[Excerpts from a detection dataset]
'''
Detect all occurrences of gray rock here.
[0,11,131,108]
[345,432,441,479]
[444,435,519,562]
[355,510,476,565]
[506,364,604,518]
'''
> _Problem requirements_:
Return every line of the records that contains the string "occurrences".

> _Response below_:
Detect all occurrences of gray rock here.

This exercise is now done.